**What is asked**:
(1) In the erratum, which sector does the missing $-1$ factor affect?
(2) Please copy the erratum word for word, starting at "Erratum to: Stability" and ending at "Sects. 3.3 and 4.".

* BEGIN Document *

Erratum to: Stability in quadratic torsion theories

$$\begin{aligned} \tilde{R}_{(\mu \nu ) \rho \sigma }=\tilde{\nabla }_{[ \sigma }Q_{\rho ]\mu \nu }+ T^{\lambda }_{\cdot \rho \sigma }Q_{\lambda \mu \nu }. \end{aligned}$$

(18)

On the other hand, a missing $-1$ factor has been detected in some of the results presented in Appendix D. This factor affects only the pseudo-vectorial sector, where a change of sign must be applied to each term containing a contraction of the axial four-vector $S^\mu $ with itself. In the main body of the article, this alters part of the equations and results presented for that sector in Sects. 3.3 and 4.

* END Document *
* BEGIN Given entries *

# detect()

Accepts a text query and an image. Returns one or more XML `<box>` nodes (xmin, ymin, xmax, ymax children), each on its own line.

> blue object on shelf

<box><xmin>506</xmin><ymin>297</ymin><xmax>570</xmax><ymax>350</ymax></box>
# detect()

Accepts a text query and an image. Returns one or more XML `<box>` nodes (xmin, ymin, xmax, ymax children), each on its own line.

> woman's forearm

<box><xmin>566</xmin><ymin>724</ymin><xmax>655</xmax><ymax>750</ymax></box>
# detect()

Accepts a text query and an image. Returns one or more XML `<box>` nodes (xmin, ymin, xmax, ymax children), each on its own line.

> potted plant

* END Given entries *
* BEGIN Given entries *

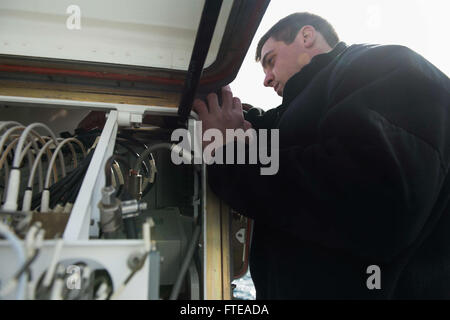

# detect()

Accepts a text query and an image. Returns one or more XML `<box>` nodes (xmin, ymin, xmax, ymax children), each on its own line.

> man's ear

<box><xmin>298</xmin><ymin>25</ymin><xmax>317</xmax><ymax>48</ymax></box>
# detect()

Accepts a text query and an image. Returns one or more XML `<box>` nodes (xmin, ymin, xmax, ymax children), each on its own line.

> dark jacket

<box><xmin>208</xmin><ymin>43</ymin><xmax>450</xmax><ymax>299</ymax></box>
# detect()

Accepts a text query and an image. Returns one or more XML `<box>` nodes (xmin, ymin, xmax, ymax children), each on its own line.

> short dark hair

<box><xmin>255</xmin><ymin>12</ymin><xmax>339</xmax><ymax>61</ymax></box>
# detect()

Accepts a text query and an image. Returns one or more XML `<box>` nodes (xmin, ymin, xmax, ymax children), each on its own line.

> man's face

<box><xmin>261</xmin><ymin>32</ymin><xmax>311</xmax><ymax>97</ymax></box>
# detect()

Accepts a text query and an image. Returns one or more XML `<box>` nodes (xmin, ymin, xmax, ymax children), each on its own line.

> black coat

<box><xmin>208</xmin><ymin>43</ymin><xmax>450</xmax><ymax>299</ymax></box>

* END Given entries *

**Solutions to the exercise**:
(1) Only the pseudo-vectorial sector.

(2)
Erratum to: Stability in quadratic torsion theories

$$\begin{aligned} \tilde{R}_{(\mu \nu ) \rho \sigma }=\tilde{\nabla }_{[ \sigma }Q_{\rho ]\mu \nu }+ T^{\lambda }_{\cdot \rho \sigma }Q_{\lambda \mu \nu }. \end{aligned}$$

(18)

On the other hand, a missing $-1$ factor has been detected in some of the results presented in Appendix D. This factor affects only the pseudo-vectorial sector, where a change of sign must be applied to each term containing a contraction of the axial four-vector $S^\mu $ with itself. In the main body of the article, this alters part of the equations and results presented for that sector in Sects. 3.3 and 4.